(Collected data entries)

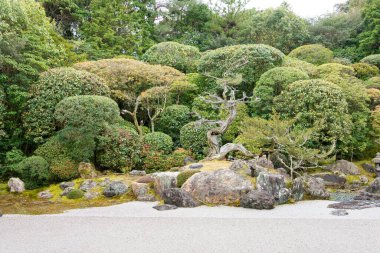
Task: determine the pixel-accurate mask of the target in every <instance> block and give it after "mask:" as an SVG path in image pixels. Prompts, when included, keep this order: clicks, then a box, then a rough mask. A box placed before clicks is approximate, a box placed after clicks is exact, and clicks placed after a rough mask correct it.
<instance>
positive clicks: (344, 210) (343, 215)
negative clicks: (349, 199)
mask: <svg viewBox="0 0 380 253" xmlns="http://www.w3.org/2000/svg"><path fill="white" fill-rule="evenodd" d="M331 214H332V215H335V216H346V215H348V212H347V210H345V209H337V210H333V211H331Z"/></svg>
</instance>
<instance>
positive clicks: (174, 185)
mask: <svg viewBox="0 0 380 253" xmlns="http://www.w3.org/2000/svg"><path fill="white" fill-rule="evenodd" d="M178 174H179V172H159V173H155V174H154V175H153V176H154V190H155V191H156V193H157V194H158V195H159V196H160V197H161V198H162V196H163V194H164V191H165V190H166V189H170V188H176V187H177V176H178Z"/></svg>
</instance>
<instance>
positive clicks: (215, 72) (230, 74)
mask: <svg viewBox="0 0 380 253" xmlns="http://www.w3.org/2000/svg"><path fill="white" fill-rule="evenodd" d="M284 57H285V55H284V54H283V53H282V52H281V51H280V50H278V49H276V48H274V47H271V46H267V45H262V44H251V45H235V46H227V47H222V48H218V49H215V50H210V51H207V52H205V53H204V54H203V55H202V57H201V59H200V63H199V66H198V71H199V72H200V73H202V74H203V73H206V74H208V75H211V76H214V77H217V78H222V77H226V76H225V74H226V73H227V74H228V76H229V77H234V76H237V75H241V77H242V81H243V83H242V84H241V87H239V89H240V90H246V91H249V92H252V89H253V87H254V83H255V82H256V81H257V80H258V79H259V77H260V76H261V75H262V74H263V73H265V72H266V71H268V70H269V69H271V68H274V67H278V66H281V64H282V62H283V59H284Z"/></svg>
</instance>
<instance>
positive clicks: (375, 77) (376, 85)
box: [365, 76, 380, 89]
mask: <svg viewBox="0 0 380 253" xmlns="http://www.w3.org/2000/svg"><path fill="white" fill-rule="evenodd" d="M365 85H366V86H367V88H375V89H380V76H375V77H372V78H370V79H368V80H367V81H366V82H365Z"/></svg>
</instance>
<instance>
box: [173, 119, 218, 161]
mask: <svg viewBox="0 0 380 253" xmlns="http://www.w3.org/2000/svg"><path fill="white" fill-rule="evenodd" d="M212 128H213V126H212V125H210V124H207V123H200V122H199V121H194V122H190V123H188V124H186V125H184V126H183V127H182V128H181V134H180V140H181V144H182V147H183V148H185V149H187V150H190V151H191V152H192V153H193V154H194V155H195V156H197V158H198V157H203V156H204V155H206V154H207V146H208V145H207V131H208V130H210V129H212Z"/></svg>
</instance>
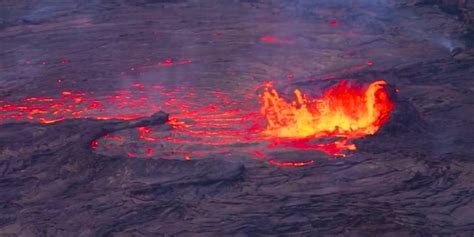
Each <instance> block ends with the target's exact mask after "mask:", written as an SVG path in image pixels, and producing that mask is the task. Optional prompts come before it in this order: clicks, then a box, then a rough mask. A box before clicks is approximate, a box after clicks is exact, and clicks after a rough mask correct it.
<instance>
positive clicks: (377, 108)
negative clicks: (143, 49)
mask: <svg viewBox="0 0 474 237" xmlns="http://www.w3.org/2000/svg"><path fill="white" fill-rule="evenodd" d="M384 85H385V82H384V81H376V82H373V83H372V84H370V85H368V86H367V87H362V86H360V85H355V84H349V83H347V82H345V81H341V82H340V83H339V84H338V85H336V86H334V87H332V88H329V89H328V90H326V91H325V92H323V94H322V96H321V97H319V98H315V99H311V98H309V97H308V96H306V95H304V94H303V93H302V92H301V91H300V90H295V95H296V99H295V100H294V101H291V102H288V101H286V100H285V99H283V98H282V97H280V95H279V94H278V93H277V92H276V90H274V89H272V88H271V87H266V89H265V91H264V92H263V93H262V94H260V102H261V104H260V105H259V104H258V100H257V99H256V95H257V94H258V93H255V92H251V93H247V92H245V93H242V92H238V93H236V92H224V91H220V90H213V91H208V93H198V90H199V88H193V87H176V88H172V87H168V86H166V85H162V84H154V85H149V86H144V85H143V84H141V83H133V84H132V85H131V86H130V87H131V88H130V89H127V90H119V91H115V92H113V93H111V94H109V95H102V96H99V95H95V94H94V93H92V92H74V91H69V90H65V91H62V92H61V93H60V96H57V97H28V98H24V99H22V100H20V101H18V102H15V103H9V102H6V101H3V102H2V101H0V108H1V113H0V120H31V121H37V122H40V123H55V122H58V121H61V120H63V119H66V118H85V117H88V118H96V119H113V118H116V119H135V118H138V117H143V116H148V115H149V114H151V113H153V112H157V111H159V110H164V111H166V112H168V113H169V114H170V119H169V121H168V124H169V126H167V127H165V128H163V127H161V128H160V127H138V128H136V129H129V130H126V131H121V132H117V133H114V134H106V135H105V136H103V137H101V138H99V139H98V140H94V141H91V144H90V146H91V148H92V149H94V150H95V151H96V152H99V153H103V154H109V155H125V156H128V157H130V158H165V159H168V158H170V159H174V158H179V159H184V160H190V159H196V158H202V157H214V156H219V157H227V156H229V155H231V154H241V155H243V156H250V157H254V158H256V159H261V160H266V161H267V162H268V163H269V164H271V165H277V166H285V167H288V166H292V167H298V166H305V165H309V164H312V163H313V160H297V161H288V160H285V161H279V160H278V159H276V157H275V155H274V154H277V153H279V152H285V151H319V152H323V153H325V154H327V155H330V156H345V151H347V150H354V149H355V145H353V144H349V142H348V141H349V139H352V138H357V137H362V136H366V135H370V134H374V133H375V132H377V130H378V129H379V128H380V127H381V126H382V125H383V124H384V123H386V122H387V120H388V117H389V114H390V112H391V110H392V109H393V103H392V102H391V101H390V100H389V97H388V93H387V91H386V90H385V88H384ZM156 91H159V93H157V92H156ZM259 106H260V107H261V108H260V110H261V111H260V112H259V111H258V110H259Z"/></svg>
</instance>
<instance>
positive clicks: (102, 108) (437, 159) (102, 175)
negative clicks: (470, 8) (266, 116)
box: [0, 0, 474, 236]
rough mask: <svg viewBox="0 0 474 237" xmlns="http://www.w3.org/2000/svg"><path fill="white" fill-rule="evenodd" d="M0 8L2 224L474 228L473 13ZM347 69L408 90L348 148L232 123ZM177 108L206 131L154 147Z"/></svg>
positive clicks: (251, 10) (394, 86) (0, 136)
mask: <svg viewBox="0 0 474 237" xmlns="http://www.w3.org/2000/svg"><path fill="white" fill-rule="evenodd" d="M0 9H1V10H0V16H1V18H0V48H1V51H0V85H1V87H0V207H1V212H0V235H1V236H150V235H177V236H195V235H200V236H235V235H238V236H259V235H297V236H300V235H302V236H433V235H437V236H472V234H474V201H473V199H472V197H473V196H474V188H473V185H472V180H473V179H474V173H473V172H474V165H473V161H474V156H473V153H474V148H473V146H472V144H473V142H474V133H472V130H473V128H474V126H473V124H474V120H473V118H474V109H473V107H472V105H473V103H474V96H473V94H474V84H473V83H474V81H473V80H472V75H473V73H474V68H473V65H474V50H473V49H472V48H471V47H472V45H473V44H472V42H470V41H469V40H468V38H467V37H465V36H466V35H468V34H467V33H468V27H467V26H466V25H464V24H465V23H463V22H462V21H458V20H457V19H456V18H455V17H454V16H452V15H448V14H446V13H444V12H442V11H441V10H440V9H438V8H435V7H432V6H428V5H416V6H410V7H409V6H407V5H405V4H404V3H402V1H382V0H380V1H369V0H366V1H362V0H361V1H351V2H350V3H349V1H342V0H336V1H335V0H321V1H311V0H300V1H273V0H272V1H257V0H245V1H244V0H240V1H237V0H236V1H225V2H224V1H218V0H207V1H197V0H176V1H165V0H140V1H127V0H120V1H113V2H111V1H101V0H95V1H83V2H79V1H73V0H65V1H61V2H59V3H58V1H25V2H23V3H22V2H18V1H2V2H1V3H0ZM471 41H472V40H471ZM342 79H352V80H354V81H357V82H359V83H370V82H372V81H375V80H379V79H383V80H385V81H387V82H388V83H389V84H390V85H391V88H393V90H394V91H397V93H395V95H394V102H395V106H396V109H395V111H394V113H393V114H392V116H391V120H390V121H389V122H388V124H387V125H386V126H384V127H383V128H382V129H381V130H380V131H379V132H378V133H377V134H375V135H374V136H368V137H365V138H362V139H358V140H355V141H354V143H355V144H356V145H357V150H356V151H354V152H349V153H348V154H347V156H346V157H344V158H340V157H334V156H330V155H327V154H324V153H322V152H319V151H304V150H298V149H288V150H285V149H281V150H277V151H271V150H270V151H268V150H265V152H264V153H265V154H264V155H265V157H262V153H259V151H260V150H259V148H260V147H258V146H254V144H250V145H249V144H242V143H238V142H233V140H235V139H237V140H238V139H240V138H242V136H243V135H242V134H244V135H247V134H246V133H245V132H242V131H245V130H244V129H245V128H247V127H251V126H252V123H249V124H247V123H239V124H238V126H237V125H236V124H235V123H233V122H230V121H234V120H235V119H241V120H242V118H245V119H244V120H242V121H244V122H248V121H252V119H254V118H255V116H254V115H255V114H256V113H258V112H259V103H258V93H259V88H260V86H261V85H263V84H265V83H267V82H269V81H271V82H273V83H274V86H275V87H276V88H277V89H278V90H279V91H281V92H282V93H284V94H285V93H286V94H287V95H290V94H291V91H292V90H293V89H295V88H299V89H301V90H303V91H305V92H306V93H309V94H311V93H315V91H316V90H318V89H321V88H324V87H326V86H328V85H331V84H333V83H337V82H338V81H339V80H342ZM159 111H164V112H165V113H167V114H165V113H163V112H159ZM196 111H197V112H198V113H196ZM168 114H169V117H168ZM169 118H170V119H171V120H172V121H185V122H186V123H187V124H190V125H191V126H195V127H200V128H202V129H203V130H199V131H201V132H200V133H195V134H194V135H193V136H195V137H193V139H195V140H196V139H198V140H199V142H197V143H196V142H194V143H191V145H189V144H187V143H186V144H184V145H183V143H182V140H176V141H180V143H178V142H175V141H172V142H168V143H153V141H151V140H152V139H150V138H149V137H148V135H150V134H148V133H149V132H147V131H151V130H153V134H155V135H156V134H163V133H164V132H167V133H168V132H170V131H171V133H172V132H173V131H180V130H179V129H177V128H176V127H175V126H173V125H176V126H177V125H179V124H177V123H174V124H169V122H168V123H167V122H166V121H167V120H168V119H169ZM174 119H177V120H174ZM239 121H240V120H239ZM144 129H145V130H144ZM146 129H151V130H146ZM202 131H205V132H202ZM211 131H212V132H215V133H216V134H218V136H211V137H210V138H206V137H205V136H203V135H207V136H208V135H210V134H213V133H211ZM196 134H197V135H196ZM235 134H238V135H235ZM181 135H182V134H178V132H175V134H174V135H173V136H174V137H175V138H176V137H178V138H180V139H181V137H179V136H181ZM104 136H107V137H105V138H104ZM150 136H151V135H150ZM173 136H172V137H173ZM183 136H184V137H186V136H187V137H188V138H189V136H191V135H190V133H185V134H184V135H183ZM118 137H121V138H122V137H127V140H126V141H122V140H120V139H117V138H118ZM229 137H230V140H229ZM106 138H108V139H109V140H112V141H106V140H105V139H106ZM134 139H135V140H134ZM147 139H148V140H147ZM226 139H228V140H226ZM187 141H188V140H187ZM229 141H230V142H229ZM228 143H232V144H230V145H229V144H228ZM150 144H152V145H150ZM221 146H225V147H226V149H227V150H225V149H224V150H221ZM229 146H230V147H231V148H229ZM105 147H108V149H105ZM217 147H219V148H217ZM249 147H252V149H251V151H250V152H248V150H249ZM255 147H257V148H258V149H255ZM150 148H151V152H150ZM214 148H215V149H214ZM203 152H204V153H206V155H202V153H203ZM269 157H270V158H269ZM270 160H278V161H296V162H300V161H307V160H310V161H311V162H308V163H305V165H303V166H299V167H286V166H284V165H283V166H282V165H275V164H278V163H275V162H270ZM280 164H281V163H280Z"/></svg>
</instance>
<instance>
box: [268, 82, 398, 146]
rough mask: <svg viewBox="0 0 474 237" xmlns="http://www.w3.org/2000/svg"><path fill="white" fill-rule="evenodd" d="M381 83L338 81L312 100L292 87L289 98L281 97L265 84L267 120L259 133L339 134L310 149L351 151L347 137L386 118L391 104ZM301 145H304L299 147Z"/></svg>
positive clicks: (371, 132)
mask: <svg viewBox="0 0 474 237" xmlns="http://www.w3.org/2000/svg"><path fill="white" fill-rule="evenodd" d="M385 85H386V82H385V81H375V82H373V83H371V84H370V85H368V86H367V87H362V86H361V85H355V84H349V83H348V82H347V81H340V82H339V84H337V85H336V86H334V87H331V88H329V89H328V90H326V91H325V92H324V93H323V94H322V96H321V97H319V98H314V99H312V98H310V97H309V96H307V95H305V94H303V93H302V92H301V91H300V90H298V89H296V90H295V91H294V94H295V99H294V100H293V101H287V100H285V99H284V98H283V97H281V96H280V95H279V94H278V92H277V91H276V90H275V89H273V88H271V86H267V87H266V88H265V91H264V92H263V94H262V95H261V96H260V97H261V102H262V107H261V113H262V114H263V115H264V116H265V118H266V121H267V127H266V129H265V131H264V132H263V133H264V134H265V135H267V136H270V137H276V138H288V139H305V138H325V137H341V138H345V139H343V140H342V141H338V143H332V145H327V146H325V145H321V144H316V145H314V146H316V147H314V148H330V147H331V146H333V148H335V149H334V150H335V151H336V150H338V149H337V148H345V149H347V150H355V146H354V145H353V144H348V143H347V141H348V139H351V138H357V137H363V136H366V135H372V134H374V133H375V132H377V131H378V130H379V129H380V127H381V126H382V125H384V124H385V123H386V122H387V121H388V119H389V115H390V112H391V111H392V110H393V107H394V104H393V102H392V101H391V100H390V98H389V95H388V92H387V90H386V89H385ZM286 143H288V142H286ZM296 144H299V145H301V143H296ZM321 146H323V147H321ZM304 147H307V145H303V146H301V148H304Z"/></svg>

Task brief | From the entries above, print the lines beginning at the one with "box: [268, 82, 398, 146]" and stopping after the one with "83L338 81L312 100L292", exactly as written and with nothing else.

Solution |
box: [268, 82, 398, 146]
rough mask: <svg viewBox="0 0 474 237" xmlns="http://www.w3.org/2000/svg"><path fill="white" fill-rule="evenodd" d="M381 83L338 81L312 100L292 87L289 98L281 97L265 84L267 120L259 133L339 134L310 149L351 151L347 137L386 118L391 104ZM301 145H304L299 147Z"/></svg>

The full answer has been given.